**Exercise instructions**: Scale the coordinates in the answers by 0.9 for the lines of the listing below, from the line holding "of the rock." through the line holding "[[419, 306], [474, 309], [343, 291]]", inclusive, and reproduce only those lines. Keep the requests unchanged, and round each scaled coordinate to a whole number, with halves rounded up.

________________________

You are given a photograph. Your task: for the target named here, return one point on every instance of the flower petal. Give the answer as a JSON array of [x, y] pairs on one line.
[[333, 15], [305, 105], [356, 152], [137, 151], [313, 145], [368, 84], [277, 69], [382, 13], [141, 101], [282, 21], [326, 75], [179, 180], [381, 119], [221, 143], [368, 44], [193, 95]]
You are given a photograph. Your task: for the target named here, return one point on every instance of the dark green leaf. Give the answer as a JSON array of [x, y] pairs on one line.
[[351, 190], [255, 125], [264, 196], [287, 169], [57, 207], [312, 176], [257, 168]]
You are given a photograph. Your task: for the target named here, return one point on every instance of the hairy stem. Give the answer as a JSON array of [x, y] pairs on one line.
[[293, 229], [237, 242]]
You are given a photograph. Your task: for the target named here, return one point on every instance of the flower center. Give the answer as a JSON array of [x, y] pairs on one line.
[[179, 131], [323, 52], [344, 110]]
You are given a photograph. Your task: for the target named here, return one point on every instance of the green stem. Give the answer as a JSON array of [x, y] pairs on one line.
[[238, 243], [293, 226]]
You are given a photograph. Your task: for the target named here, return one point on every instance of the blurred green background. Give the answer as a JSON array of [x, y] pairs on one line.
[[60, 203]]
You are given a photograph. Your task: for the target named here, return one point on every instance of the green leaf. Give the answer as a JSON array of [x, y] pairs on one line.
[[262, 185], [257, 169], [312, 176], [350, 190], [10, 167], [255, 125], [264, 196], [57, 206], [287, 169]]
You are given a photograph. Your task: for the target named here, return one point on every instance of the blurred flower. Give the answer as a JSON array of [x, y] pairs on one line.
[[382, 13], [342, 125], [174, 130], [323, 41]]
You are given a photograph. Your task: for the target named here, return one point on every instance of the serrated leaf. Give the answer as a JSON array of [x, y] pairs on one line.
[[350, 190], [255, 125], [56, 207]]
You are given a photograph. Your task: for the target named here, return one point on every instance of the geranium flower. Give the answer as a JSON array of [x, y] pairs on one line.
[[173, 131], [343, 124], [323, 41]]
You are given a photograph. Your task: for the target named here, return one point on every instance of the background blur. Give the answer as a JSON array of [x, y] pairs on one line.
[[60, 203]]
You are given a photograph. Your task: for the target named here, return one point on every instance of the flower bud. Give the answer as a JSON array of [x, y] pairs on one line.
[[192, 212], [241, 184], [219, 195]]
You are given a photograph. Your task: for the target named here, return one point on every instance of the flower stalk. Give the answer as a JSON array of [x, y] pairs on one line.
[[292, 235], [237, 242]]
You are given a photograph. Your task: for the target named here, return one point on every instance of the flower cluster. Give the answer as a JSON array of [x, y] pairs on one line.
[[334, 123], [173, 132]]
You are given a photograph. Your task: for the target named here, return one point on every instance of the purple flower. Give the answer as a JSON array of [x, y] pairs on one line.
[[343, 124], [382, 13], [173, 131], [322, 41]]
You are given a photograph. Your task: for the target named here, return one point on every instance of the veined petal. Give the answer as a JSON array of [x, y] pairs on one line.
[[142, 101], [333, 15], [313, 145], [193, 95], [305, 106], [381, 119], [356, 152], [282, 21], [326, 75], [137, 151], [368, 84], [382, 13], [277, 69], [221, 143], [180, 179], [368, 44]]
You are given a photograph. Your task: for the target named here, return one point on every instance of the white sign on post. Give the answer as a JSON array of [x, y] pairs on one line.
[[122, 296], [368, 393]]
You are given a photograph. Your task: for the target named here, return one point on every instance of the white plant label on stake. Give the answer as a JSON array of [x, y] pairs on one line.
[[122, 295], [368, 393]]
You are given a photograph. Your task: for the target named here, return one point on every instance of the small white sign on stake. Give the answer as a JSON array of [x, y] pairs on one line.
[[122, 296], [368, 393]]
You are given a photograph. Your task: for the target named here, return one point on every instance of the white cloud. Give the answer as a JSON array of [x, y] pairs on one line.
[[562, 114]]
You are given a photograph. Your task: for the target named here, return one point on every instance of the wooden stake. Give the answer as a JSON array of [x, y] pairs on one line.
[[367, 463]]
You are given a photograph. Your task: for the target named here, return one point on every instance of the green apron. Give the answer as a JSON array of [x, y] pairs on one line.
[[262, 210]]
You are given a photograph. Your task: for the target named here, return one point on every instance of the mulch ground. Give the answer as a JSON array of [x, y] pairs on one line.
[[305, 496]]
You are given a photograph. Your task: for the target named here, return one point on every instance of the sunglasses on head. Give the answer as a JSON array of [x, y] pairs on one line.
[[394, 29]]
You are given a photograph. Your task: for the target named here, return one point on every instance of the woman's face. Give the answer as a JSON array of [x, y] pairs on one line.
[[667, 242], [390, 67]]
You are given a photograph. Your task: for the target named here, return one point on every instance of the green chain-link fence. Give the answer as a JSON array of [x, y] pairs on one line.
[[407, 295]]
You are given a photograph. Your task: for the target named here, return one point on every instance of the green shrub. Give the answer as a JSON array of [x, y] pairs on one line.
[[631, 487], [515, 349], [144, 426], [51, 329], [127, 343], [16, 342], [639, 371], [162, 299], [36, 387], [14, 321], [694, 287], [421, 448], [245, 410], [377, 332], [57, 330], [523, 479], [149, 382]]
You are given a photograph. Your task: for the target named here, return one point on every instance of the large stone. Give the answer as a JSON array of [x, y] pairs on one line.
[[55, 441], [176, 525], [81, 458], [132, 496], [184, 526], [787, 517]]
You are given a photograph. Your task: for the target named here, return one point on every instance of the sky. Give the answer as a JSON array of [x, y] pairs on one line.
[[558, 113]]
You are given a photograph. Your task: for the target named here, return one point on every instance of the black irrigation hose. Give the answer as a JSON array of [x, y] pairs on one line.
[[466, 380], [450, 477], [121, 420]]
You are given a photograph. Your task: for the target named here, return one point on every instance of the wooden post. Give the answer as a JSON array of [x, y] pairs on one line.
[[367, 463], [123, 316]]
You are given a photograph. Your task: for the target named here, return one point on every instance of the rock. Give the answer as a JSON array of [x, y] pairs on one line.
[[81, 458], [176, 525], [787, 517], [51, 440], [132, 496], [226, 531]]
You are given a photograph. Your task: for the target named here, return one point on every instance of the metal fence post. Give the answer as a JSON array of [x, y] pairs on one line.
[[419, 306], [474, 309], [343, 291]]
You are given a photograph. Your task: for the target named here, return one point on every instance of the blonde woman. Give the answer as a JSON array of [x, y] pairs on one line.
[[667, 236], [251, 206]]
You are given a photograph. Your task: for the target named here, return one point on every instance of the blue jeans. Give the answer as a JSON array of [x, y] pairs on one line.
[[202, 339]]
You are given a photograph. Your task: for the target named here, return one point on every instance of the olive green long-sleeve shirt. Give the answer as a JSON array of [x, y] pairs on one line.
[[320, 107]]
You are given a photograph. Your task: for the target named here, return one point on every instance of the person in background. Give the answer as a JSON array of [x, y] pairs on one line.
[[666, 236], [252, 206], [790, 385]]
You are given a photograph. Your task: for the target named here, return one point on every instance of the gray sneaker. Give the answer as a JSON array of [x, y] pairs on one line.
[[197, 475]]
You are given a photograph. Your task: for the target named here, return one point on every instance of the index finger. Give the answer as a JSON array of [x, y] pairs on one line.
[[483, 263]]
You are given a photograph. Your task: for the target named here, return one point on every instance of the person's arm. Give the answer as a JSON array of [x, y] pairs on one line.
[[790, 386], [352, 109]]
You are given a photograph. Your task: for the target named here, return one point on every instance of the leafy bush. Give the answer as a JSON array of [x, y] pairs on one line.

________________________

**Result**:
You are given a photograph. Your task: for the target named here, return one point on every instance of the rock. Give the answer as a JSON array of [x, y] pairs on one line.
[[73, 412], [158, 473], [708, 465], [46, 396], [119, 446], [203, 478]]
You are given a photograph. Your task: for the target named here, return one point on every instance of the metal fence post. Give the answer as a JSON array of [x, y] pairs on one line.
[[377, 275], [427, 278], [309, 262]]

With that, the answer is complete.